§ Section du document:
━━━━
Bien qu'il fasse infiniment moins de morts que le tabac, l'alcool et l'obésité, le nucléaire fait peur. Dans l'imaginaire collectif, accident nucléaire rime forcément avec paysages de désolation et cancers garanti pour toutes les personnes ayant été exposées. Qu'en est-il réellement ? Peut-on prévoir le nombre de personnes qui subiront les effets d'une exposition à la radioactivité ? La publication 103 (PDF) de la Commission Internationale de Protection Radiologique (CIPR) de 2007 donne quelques pistes.

Detriment radiologique ICRP

Selon la publication, le coefficient de risque pour les cancers suite à une exposition à des rayonnements à faible débit de dose est de 5.5% par Sievert pour la population générale, pour la vie entière. La publication 103 ne précise pas ce qu'est un faible débit de dose. Mais le rapport 2000 de l'UNSCEAR, sur lequel s'appuient également les radioprotectionnistes, fixe en annexe G page 79 la limite supérieure des faibles débits de dose à 6 mSv/h (il est en fait question de mGy dans le rapport, mais pour les rayons gamma, 1Gy est égal à 1Sv). Notons qu'il est ici question d'estimer le risque de survenue de cancers, et pas le nombre de décès par cancers, ni la gravité des cancers, qui est indépendante de la dose.

D'autre part, la CIPR prend bien soin de préciser que ce coefficient est destiné à servir de "base prudente pour les besoins pratiques de la protection radiologique" et "qu’il est inapproprié, pour les besoins de la santé publique, de calculer le nombre hypothétique de cas de cancers ou de maladies héréditaires qui pourraient être associés à de très faibles doses de rayonnement reçues par un grand nombre de personnes sur de très longues périodes".
━━━━
§ Tâche à réaliser: Recopiez sans rien changer le passage du texte sur le risque nucléaire qui commence à « Bien qu'il fasse » et se termine à « donne quelques pistes. ».
━━━━
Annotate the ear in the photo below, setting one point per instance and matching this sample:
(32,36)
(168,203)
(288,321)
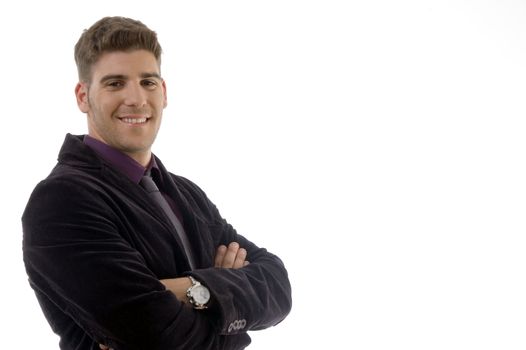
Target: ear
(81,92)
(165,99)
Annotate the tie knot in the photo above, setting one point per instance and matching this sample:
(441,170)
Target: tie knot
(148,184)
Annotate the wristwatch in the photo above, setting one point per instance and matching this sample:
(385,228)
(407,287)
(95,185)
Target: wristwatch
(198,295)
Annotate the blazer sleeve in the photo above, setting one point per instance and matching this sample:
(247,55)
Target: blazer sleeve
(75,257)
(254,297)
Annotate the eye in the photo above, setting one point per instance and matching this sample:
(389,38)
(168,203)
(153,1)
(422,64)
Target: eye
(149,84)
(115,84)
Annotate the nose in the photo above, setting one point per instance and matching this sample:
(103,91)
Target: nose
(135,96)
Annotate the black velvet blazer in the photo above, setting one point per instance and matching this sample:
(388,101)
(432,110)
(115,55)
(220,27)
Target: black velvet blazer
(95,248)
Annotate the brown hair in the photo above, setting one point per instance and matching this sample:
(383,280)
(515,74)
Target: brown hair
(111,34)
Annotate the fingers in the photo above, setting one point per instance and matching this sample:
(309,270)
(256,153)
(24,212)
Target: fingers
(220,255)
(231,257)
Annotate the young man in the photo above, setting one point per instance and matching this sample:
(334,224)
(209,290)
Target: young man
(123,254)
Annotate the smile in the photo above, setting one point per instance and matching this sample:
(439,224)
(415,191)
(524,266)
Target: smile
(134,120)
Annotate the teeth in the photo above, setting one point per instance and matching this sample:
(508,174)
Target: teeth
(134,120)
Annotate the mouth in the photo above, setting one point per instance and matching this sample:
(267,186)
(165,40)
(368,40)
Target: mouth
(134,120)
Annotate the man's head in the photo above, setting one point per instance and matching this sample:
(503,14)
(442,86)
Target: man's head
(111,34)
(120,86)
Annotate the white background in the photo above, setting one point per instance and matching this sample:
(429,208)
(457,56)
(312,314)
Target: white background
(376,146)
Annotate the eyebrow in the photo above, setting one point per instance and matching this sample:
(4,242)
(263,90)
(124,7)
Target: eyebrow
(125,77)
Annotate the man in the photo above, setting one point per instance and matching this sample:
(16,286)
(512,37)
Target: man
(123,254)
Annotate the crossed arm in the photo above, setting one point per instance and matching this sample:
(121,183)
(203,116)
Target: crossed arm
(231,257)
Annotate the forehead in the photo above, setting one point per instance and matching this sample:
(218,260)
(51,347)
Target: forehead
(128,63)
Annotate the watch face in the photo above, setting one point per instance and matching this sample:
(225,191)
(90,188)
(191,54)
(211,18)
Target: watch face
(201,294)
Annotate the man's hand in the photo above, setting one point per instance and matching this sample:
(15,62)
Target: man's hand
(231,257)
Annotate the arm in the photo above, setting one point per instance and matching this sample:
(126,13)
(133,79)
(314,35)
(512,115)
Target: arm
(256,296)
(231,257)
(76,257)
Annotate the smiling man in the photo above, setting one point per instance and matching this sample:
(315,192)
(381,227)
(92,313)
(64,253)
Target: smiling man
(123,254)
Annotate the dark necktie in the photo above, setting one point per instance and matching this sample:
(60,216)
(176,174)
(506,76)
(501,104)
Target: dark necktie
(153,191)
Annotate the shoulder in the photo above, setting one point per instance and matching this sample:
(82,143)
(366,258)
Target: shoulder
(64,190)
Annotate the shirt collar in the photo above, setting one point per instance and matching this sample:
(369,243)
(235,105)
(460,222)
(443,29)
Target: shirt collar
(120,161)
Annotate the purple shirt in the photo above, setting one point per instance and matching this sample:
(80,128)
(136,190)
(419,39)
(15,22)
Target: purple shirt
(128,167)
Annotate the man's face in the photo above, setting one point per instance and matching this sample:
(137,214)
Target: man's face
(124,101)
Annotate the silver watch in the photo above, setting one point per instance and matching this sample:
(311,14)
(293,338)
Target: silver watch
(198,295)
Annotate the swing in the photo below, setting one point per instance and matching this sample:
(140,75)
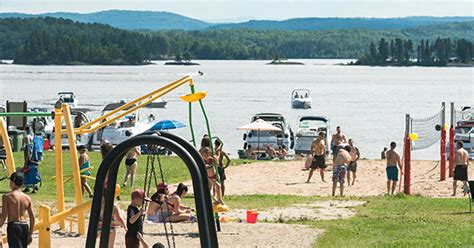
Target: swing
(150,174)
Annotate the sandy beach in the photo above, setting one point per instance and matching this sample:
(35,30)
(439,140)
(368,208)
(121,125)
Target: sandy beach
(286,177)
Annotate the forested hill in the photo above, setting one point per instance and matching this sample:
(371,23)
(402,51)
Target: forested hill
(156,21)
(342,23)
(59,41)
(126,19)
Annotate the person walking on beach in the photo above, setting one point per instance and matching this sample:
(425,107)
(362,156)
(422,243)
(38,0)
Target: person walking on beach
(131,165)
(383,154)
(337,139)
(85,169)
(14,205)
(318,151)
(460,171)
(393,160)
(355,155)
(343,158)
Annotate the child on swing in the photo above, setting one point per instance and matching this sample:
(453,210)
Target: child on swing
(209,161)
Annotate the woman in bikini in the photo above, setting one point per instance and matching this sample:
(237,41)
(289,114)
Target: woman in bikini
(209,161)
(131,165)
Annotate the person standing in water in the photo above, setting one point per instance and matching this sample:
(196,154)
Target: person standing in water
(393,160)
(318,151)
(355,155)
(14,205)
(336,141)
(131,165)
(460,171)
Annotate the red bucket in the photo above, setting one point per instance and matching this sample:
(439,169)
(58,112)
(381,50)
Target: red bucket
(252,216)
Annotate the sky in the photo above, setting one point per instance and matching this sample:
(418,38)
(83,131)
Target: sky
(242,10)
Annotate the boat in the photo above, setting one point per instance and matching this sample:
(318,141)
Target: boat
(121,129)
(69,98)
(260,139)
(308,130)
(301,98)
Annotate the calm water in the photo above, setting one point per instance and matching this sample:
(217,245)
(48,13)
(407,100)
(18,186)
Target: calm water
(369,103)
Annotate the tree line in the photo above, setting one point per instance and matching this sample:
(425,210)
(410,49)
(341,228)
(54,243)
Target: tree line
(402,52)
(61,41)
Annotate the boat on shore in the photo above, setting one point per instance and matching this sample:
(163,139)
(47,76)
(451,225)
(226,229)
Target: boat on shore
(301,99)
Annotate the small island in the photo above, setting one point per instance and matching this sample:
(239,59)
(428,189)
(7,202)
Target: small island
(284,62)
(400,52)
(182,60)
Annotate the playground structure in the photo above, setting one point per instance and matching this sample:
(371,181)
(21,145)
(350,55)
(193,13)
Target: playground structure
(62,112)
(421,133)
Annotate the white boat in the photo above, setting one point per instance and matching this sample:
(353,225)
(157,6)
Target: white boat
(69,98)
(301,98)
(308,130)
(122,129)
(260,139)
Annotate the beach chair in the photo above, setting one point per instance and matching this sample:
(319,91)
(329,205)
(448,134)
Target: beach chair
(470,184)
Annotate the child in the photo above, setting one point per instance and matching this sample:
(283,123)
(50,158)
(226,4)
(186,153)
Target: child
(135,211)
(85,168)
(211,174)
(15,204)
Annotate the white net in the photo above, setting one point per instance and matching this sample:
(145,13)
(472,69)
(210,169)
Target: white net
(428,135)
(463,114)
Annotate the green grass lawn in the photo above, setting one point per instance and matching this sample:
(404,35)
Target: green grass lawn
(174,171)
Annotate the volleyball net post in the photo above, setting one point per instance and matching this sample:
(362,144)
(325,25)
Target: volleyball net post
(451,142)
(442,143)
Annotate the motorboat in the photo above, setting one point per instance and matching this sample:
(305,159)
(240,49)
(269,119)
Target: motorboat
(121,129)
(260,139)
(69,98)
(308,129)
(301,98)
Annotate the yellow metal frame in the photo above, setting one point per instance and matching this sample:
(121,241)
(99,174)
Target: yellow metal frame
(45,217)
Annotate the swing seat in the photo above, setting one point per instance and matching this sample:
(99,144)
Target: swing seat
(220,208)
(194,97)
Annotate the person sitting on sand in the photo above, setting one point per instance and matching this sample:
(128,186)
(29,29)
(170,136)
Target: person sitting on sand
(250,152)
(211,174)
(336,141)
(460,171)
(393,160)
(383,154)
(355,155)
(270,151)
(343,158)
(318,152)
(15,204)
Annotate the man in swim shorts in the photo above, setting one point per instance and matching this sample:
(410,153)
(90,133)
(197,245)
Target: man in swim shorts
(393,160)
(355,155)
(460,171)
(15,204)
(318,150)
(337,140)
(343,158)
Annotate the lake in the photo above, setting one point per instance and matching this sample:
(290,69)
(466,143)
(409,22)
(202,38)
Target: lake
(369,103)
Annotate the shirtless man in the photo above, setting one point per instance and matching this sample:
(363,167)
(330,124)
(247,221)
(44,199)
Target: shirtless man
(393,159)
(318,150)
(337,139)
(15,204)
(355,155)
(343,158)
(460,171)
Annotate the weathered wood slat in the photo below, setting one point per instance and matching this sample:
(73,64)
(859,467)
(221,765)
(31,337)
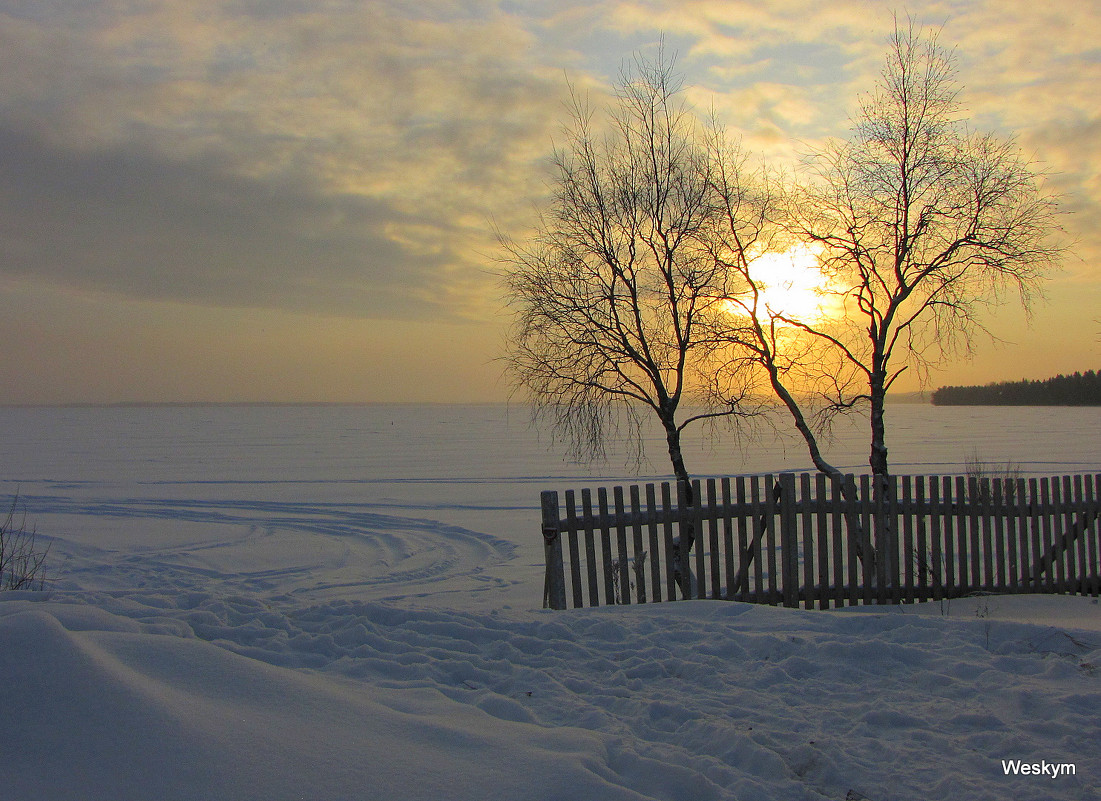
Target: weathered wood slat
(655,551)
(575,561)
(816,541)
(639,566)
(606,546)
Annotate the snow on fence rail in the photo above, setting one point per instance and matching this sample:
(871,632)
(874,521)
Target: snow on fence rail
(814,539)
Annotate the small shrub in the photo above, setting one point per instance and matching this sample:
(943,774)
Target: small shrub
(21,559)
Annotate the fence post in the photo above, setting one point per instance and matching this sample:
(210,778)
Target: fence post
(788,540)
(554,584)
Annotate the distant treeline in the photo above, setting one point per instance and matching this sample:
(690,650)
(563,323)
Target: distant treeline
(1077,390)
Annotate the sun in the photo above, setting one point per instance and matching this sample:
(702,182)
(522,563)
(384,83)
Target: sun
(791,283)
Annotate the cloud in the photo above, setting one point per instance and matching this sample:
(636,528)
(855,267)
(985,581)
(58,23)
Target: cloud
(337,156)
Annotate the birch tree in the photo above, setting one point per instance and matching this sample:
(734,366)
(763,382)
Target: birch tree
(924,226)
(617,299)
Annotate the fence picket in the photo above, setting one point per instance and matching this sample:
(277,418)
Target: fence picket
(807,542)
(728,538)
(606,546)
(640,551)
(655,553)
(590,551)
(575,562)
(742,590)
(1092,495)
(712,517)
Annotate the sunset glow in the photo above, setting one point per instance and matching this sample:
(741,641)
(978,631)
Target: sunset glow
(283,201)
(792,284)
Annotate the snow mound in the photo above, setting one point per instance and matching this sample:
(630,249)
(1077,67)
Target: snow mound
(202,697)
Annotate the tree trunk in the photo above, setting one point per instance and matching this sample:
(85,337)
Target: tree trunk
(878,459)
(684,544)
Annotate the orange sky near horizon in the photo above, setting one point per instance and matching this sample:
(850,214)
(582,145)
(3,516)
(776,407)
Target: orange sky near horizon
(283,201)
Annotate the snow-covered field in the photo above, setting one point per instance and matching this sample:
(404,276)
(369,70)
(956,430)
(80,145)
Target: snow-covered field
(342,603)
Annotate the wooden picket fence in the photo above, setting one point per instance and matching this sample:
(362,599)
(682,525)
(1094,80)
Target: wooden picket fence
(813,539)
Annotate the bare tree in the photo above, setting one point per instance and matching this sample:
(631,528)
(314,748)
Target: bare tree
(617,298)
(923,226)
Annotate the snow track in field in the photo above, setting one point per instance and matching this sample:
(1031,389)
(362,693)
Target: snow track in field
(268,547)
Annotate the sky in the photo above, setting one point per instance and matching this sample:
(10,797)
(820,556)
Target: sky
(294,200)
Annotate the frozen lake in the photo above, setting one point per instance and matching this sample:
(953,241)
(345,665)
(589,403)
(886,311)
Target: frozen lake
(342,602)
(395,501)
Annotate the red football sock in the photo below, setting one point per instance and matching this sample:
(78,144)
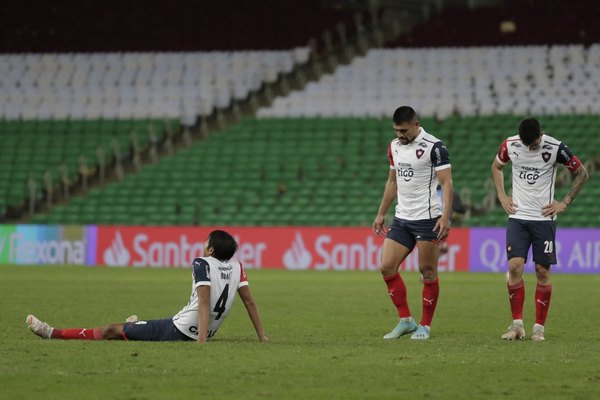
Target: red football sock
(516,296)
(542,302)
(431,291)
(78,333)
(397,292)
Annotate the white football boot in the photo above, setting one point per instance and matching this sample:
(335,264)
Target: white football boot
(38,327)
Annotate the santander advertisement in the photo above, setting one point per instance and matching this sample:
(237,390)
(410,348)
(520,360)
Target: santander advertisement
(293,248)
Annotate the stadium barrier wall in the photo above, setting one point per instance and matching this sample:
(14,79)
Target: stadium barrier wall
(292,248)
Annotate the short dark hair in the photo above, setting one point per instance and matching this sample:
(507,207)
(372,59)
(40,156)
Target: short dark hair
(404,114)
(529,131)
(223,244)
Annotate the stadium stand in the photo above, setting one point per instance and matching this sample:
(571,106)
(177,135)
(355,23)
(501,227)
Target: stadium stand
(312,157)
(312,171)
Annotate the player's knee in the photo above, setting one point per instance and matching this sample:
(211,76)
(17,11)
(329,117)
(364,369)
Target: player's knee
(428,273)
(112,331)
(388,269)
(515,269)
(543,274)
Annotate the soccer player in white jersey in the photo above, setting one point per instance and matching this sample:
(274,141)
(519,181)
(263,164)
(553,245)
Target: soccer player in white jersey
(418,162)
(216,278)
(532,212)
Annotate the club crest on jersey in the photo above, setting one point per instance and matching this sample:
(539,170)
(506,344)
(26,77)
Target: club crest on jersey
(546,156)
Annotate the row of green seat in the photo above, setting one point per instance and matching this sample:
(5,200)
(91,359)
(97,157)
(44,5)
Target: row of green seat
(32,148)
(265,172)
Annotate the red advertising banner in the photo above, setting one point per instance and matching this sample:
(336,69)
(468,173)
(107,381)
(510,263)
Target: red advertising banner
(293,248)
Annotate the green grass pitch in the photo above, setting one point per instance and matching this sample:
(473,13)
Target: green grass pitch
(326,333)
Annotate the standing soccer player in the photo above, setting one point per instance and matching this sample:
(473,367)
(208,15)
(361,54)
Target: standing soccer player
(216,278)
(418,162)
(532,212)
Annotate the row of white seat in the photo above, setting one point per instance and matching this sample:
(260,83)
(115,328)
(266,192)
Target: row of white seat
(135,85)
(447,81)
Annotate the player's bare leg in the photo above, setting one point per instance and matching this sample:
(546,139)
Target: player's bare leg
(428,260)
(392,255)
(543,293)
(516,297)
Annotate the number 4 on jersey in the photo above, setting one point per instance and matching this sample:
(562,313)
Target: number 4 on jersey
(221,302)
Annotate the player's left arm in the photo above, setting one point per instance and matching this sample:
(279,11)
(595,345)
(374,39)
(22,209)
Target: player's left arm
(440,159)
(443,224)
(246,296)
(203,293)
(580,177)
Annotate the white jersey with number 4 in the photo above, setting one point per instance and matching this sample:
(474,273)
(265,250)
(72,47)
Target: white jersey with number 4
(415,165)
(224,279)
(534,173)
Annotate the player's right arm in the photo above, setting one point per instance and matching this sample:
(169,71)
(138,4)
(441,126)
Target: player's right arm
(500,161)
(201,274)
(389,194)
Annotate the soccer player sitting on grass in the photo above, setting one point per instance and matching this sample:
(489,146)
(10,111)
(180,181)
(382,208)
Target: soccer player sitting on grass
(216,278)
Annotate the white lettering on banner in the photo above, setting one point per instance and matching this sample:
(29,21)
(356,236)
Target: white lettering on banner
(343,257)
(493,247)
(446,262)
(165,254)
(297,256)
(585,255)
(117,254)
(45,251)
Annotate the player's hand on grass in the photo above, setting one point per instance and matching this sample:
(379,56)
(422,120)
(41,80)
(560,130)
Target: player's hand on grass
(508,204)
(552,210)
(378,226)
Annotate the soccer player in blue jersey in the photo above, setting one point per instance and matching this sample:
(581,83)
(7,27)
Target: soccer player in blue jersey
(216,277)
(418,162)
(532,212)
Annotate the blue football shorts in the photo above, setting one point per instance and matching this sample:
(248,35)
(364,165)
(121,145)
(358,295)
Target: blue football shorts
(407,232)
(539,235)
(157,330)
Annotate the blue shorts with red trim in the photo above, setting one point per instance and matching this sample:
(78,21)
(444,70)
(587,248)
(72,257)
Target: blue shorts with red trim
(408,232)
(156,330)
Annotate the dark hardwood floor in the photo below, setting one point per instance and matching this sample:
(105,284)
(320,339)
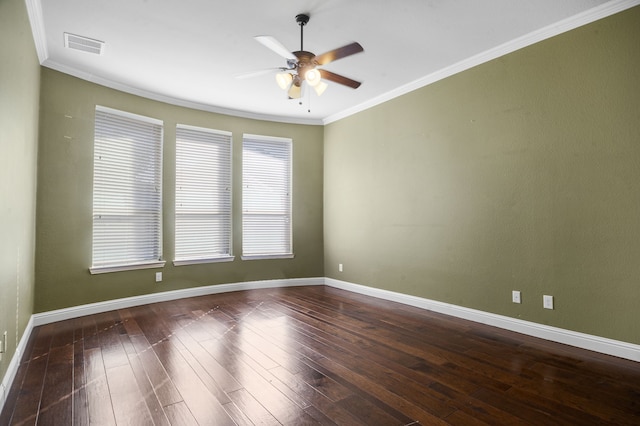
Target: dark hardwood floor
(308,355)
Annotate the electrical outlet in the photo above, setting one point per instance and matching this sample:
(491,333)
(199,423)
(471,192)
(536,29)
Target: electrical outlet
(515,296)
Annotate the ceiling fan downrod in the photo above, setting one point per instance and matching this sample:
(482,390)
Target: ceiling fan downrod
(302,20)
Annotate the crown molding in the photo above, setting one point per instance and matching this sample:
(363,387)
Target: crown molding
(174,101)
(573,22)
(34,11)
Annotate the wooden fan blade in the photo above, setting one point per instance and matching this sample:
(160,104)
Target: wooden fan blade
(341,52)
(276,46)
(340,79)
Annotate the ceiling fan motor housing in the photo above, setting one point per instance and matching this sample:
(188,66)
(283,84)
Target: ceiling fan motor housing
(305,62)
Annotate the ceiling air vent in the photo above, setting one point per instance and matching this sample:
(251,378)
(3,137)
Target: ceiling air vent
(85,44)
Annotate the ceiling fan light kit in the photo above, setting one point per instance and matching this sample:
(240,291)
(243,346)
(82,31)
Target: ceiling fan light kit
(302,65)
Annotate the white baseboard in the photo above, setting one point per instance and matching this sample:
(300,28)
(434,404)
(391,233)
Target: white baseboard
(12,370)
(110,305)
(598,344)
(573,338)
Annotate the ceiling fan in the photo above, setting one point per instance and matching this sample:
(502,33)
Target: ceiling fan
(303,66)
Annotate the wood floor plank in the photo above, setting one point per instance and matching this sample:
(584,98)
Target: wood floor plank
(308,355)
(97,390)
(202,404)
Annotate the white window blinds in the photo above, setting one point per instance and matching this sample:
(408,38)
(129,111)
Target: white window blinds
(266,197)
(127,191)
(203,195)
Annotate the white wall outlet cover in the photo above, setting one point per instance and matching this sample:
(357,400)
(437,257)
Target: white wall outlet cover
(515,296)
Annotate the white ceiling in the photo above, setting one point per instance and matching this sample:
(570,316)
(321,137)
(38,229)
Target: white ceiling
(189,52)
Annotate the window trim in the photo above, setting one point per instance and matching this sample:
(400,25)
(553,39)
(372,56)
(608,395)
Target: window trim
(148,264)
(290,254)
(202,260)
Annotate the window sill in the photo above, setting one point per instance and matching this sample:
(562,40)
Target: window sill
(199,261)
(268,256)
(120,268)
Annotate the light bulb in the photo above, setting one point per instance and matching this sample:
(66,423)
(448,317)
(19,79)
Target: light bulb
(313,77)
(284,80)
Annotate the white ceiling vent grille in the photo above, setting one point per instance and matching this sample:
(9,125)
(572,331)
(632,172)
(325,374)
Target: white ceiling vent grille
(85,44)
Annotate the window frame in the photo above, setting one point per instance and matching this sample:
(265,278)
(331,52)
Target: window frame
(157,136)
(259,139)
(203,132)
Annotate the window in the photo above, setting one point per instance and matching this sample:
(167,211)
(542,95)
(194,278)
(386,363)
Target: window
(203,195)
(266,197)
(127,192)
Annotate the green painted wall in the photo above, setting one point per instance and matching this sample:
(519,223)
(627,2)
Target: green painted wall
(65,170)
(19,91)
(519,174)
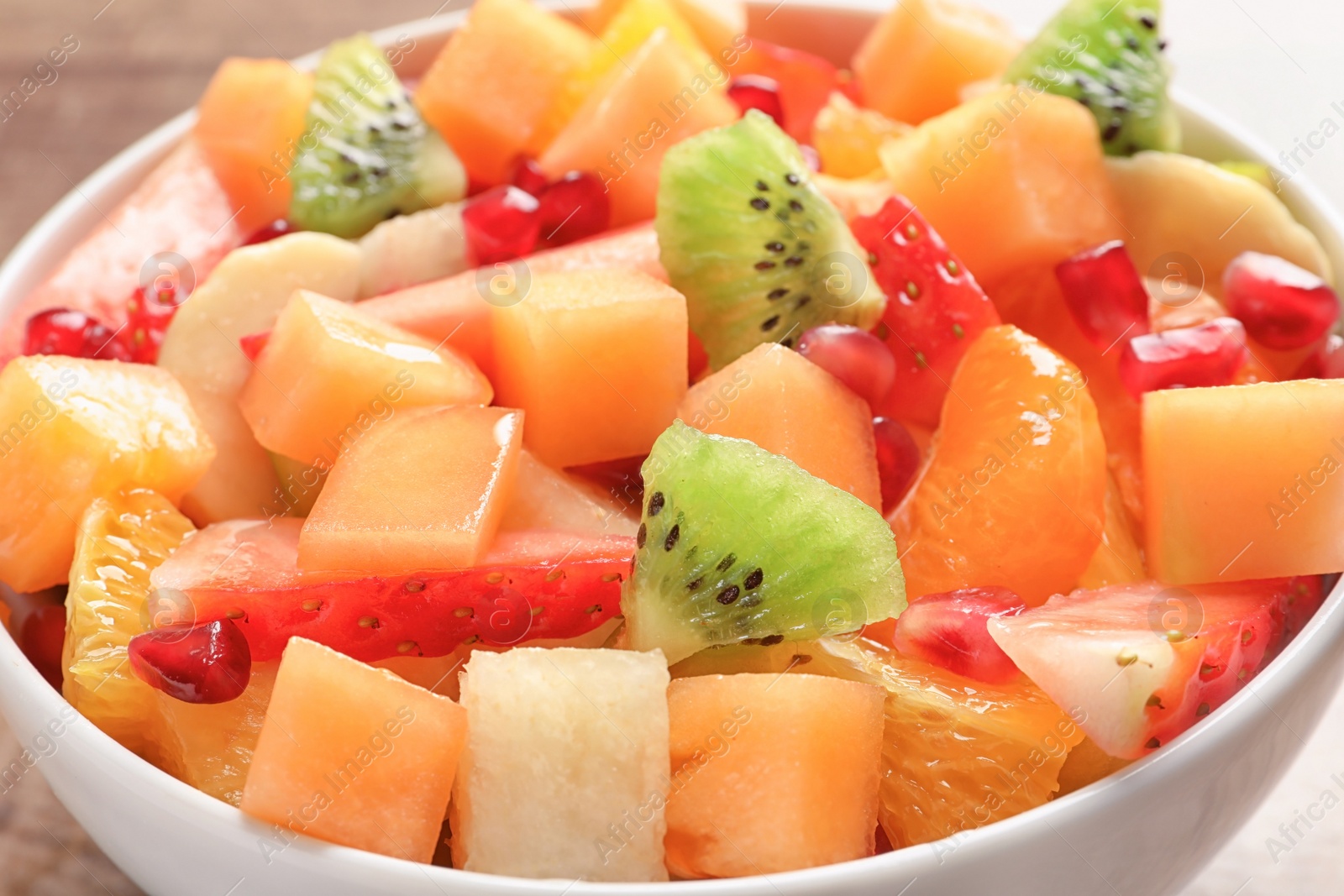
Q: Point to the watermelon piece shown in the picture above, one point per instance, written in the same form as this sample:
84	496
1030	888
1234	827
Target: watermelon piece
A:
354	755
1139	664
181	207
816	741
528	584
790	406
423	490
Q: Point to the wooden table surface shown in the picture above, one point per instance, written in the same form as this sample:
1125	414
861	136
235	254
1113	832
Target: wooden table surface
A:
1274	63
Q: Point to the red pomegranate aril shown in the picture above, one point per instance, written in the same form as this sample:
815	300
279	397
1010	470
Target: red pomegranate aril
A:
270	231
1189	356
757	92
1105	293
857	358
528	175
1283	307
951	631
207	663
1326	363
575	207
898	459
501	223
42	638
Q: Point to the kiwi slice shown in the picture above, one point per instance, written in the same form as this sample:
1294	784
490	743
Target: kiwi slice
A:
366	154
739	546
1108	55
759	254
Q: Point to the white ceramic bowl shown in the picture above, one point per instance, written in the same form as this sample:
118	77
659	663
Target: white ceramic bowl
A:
━━━━
§ Zone de réponse:
Bien qu'il fasse infiniment moins de morts que le tabac, l'alcool et l'obésité, le nucléaire fait peur. Dans l'imaginaire collectif, accident nucléaire rime forcément avec paysages de désolation et cancers garanti pour toutes les personnes ayant été exposées. Qu'en est-il réellement ? Peut-on prévoir le nombre de personnes qui subiront les effets d'une exposition à la radioactivité ? La publication 103 (PDF) de la Commission Internationale de Protection Radiologique (CIPR) de 2007 donne quelques pistes.